Document extract →

BTW, for those that want to learn a new way to skin a squirrel check this out. Tried it twice, haven't got the hang to it but will keep trying.
http://photos.imageevent.com/brobert/ho ... QUACKS.wmv

Another trick I was taught was to wet the squirrel down thoroughly and keep the squirrel under a slow running faucet. What makes that darn hair stick to them is the membrane under the skin dries almost instantly and the hair sticks to it and as you know making it almost impossible to remove. By holding under a running faucet of water the membrane will not dry out and the hair will flush away instead of sticking to the squirrels skin.


----------



## sierra03 (Jan 27, 2005)

Hey im just wondering what most of you do with your gophers you shoot in the summer? Do you blow them in half and drag them home by the intestines? I bet you anything 90% or more of you have shot a gopher or skunk and let it lie. dont lie mr ethicnicality man. I just remember the coyotes and fox have to eat too. I dont hunt squirrels, and I wont eat one either. They are kind of good to have around the farm.

Im still sticking to the gloves idea though.


----------



## Trois_Beaux_Canards (Dec 14, 2005)

Great link Gohon!

-Hope everything goes better for you aylor70. Tell us how you do, the season is still open for a lil' longer this year.


----------



## Gohon (Feb 14, 2005)

If you are talking about prairie dogs I just leave them where they fall unless the rancher or farmer wants them buried or hauled off. However, I'm not aware of any state that classifies them as a game animal, though a few states have certain species protected from hunting. Believe they come under the heading of varmint or pest. Apples to oranges.........


----------



## sierra03 (Jan 27, 2005)

Well I know the striped gophers would make excellent socks if you ask me.


----------



## aylor70 (Jan 2, 2006)

The tasks →
1/ Rewrite the part of the records that opens with the line containing "Expected: one point per instance of the headphone" and runs to the end of the records, keeping the requests, and shift every coordinate in the answers by adding 113 to it.
2/ Write what comes next in the forum thread about skinning squirrels and shooting gophers, picking up from where it stops.
The forum thread above has no connection to the records.

(Some records)
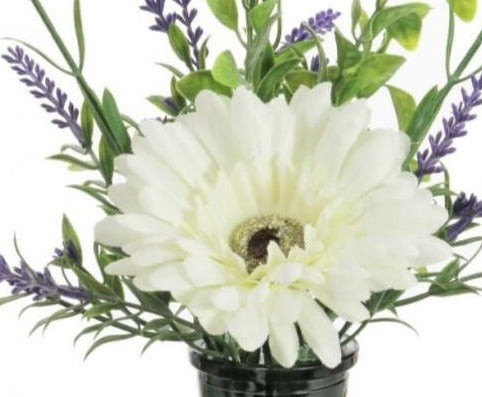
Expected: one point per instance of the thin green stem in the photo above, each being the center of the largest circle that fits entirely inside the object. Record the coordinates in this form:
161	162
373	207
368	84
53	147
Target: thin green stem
413	299
279	29
87	92
356	333
450	43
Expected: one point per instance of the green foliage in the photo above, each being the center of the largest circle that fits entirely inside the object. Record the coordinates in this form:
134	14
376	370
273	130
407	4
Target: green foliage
70	235
349	56
74	163
106	161
466	10
180	44
260	14
115	122
191	85
371	74
226	12
386	17
404	104
79	33
225	71
271	82
296	78
87	124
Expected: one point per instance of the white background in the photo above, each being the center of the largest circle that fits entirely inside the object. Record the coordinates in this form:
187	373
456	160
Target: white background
443	361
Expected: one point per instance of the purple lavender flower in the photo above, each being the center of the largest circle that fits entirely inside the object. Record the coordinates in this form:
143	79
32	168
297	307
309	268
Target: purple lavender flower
55	100
465	210
441	144
186	17
162	21
69	251
321	23
41	285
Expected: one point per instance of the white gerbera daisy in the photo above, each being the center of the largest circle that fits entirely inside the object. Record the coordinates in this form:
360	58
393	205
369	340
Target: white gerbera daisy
261	217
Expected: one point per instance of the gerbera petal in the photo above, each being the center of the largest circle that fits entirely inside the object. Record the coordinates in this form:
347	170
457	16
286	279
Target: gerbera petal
320	333
249	327
284	344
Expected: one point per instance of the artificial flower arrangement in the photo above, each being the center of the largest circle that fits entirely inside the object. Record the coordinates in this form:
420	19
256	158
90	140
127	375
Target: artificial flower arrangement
261	219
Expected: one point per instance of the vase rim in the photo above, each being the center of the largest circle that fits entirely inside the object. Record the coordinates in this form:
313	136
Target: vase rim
216	366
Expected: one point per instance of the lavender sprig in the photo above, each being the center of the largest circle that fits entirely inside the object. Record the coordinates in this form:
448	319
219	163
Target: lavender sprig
441	144
41	285
55	100
162	21
465	210
194	34
186	17
321	23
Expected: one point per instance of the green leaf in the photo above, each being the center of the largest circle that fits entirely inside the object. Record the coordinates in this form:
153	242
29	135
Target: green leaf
92	285
176	72
404	104
226	12
101	308
12	298
296	49
79	33
75	163
257	51
96	194
106	161
88	330
114	120
260	14
159	102
427	106
87	124
271	82
69	234
356	13
191	85
407	31
383	300
203	54
465	9
372	73
179	44
296	78
384	18
225	70
61	314
348	54
105	340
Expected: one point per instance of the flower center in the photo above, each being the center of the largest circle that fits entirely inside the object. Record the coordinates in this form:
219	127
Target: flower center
251	239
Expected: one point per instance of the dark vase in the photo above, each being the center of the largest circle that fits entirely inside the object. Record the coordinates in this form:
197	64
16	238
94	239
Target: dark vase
226	379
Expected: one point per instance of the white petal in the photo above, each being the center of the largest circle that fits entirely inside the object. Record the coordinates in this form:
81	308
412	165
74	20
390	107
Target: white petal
123	266
226	299
287	273
320	334
213	322
204	271
284	344
249	328
169	277
374	158
118	230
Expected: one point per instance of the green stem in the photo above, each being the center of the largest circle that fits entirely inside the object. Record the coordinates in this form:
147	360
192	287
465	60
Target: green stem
450	43
279	30
423	119
413	299
87	92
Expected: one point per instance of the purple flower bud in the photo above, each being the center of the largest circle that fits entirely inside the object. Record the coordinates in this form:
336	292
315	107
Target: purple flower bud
44	88
441	144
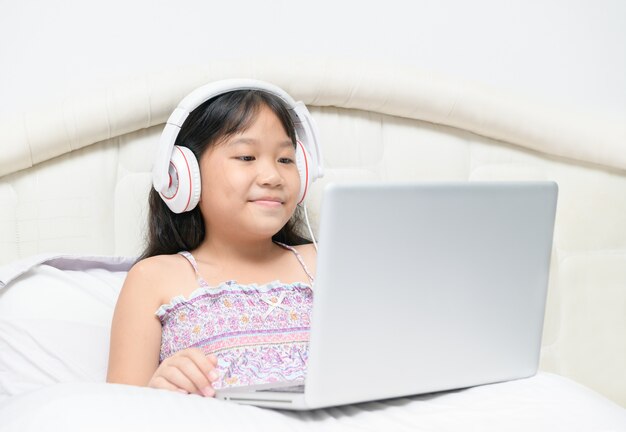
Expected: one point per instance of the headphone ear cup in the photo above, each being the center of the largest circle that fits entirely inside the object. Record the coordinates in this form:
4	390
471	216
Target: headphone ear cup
303	161
183	193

Answers for the exercise →
1/
Expected: one point per instance of the headphone ear cup in the photo above, each being the center of the largest circle that fits entirely inside the object. Record the coordinates in this form:
4	390
471	216
Target: headphone ear cup
416	274
296	306

2/
Gohon said:


> If you are talking about prairie dogs I just leave them where they fall unless the rancher or farmer wants them buried or hauled off. However, I'm not aware of any state that classifies them as a game animal, though a few states have certain species protected from hunting. Believe they come under the heading of varmint or pest. Apples to oranges.........


why aren't you eating them. And, you said in an earlier post, someone my age should know better. Someone my age that does a lot of hunting or has hunted a while should, as i see by everyone elses posts it is automatic post, but me, how do you just expect me to know this stuff. This is my first year hunting. ever. my first hunt ever was a pheasant hunt this season. So try to put yorself in my shoes and see where i am coming from before bashing my ethics.



Burly1 said:


> You could probably get enough for your squirrel gun to buy another game for your playstation. Burl


I don't have a playstation, can't afford one and mommy and daddy don't buy everything for me, come up with a different insult. Saved up all my money for a 10/22 and im not selling it. think your pretty cool bashin a 16 year old don't you, well your not, really. your not impressing anyone.


----------



## aylor70 (Jan 2, 2006)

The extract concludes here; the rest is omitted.